## Stated task
Leave out the pictures and repeat exactly the lines from the one containing "If you could mark the dirt" through the end of the records.

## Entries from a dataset
###

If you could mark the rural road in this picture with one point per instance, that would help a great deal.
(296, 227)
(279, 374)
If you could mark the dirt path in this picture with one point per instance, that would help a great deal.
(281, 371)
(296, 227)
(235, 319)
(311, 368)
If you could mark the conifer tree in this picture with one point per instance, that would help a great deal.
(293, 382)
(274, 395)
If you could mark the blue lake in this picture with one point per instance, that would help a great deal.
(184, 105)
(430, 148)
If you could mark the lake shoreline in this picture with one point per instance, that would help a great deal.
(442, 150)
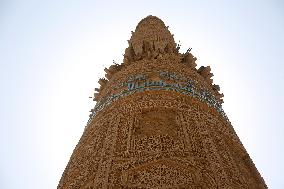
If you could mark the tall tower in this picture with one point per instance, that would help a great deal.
(158, 123)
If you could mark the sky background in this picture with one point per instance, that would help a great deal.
(52, 54)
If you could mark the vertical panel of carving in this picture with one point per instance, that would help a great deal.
(156, 131)
(111, 122)
(211, 151)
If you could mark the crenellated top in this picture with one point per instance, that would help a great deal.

###

## Solution to the problem
If you could mark the dirt path in this picture with one point per instance, that would help a great deal.
(281, 371)
(296, 227)
(235, 319)
(311, 368)
If you could mark the conifer tree in this picture with one point per instance, that would help a great deal.
(293, 382)
(274, 395)
If you could mark the blue lake in this picture with one point per instance, that would help a great deal.
(184, 105)
(430, 148)
If you could mark the lake shoreline in this picture with one point per instance, that would help a great deal.
(442, 150)
If you could mark the tall tower in this picture with one point per instance, that would help a great deal.
(158, 123)
If you could mark the sky background in this picture with one point per instance, that would help a great deal.
(52, 54)
If you could mark the vertical panel of carving in this picture with one point per instance, that would help a great deal.
(156, 131)
(111, 122)
(211, 151)
If you could mark the crenellated top in this picture with one point per instance, that would help a great deal.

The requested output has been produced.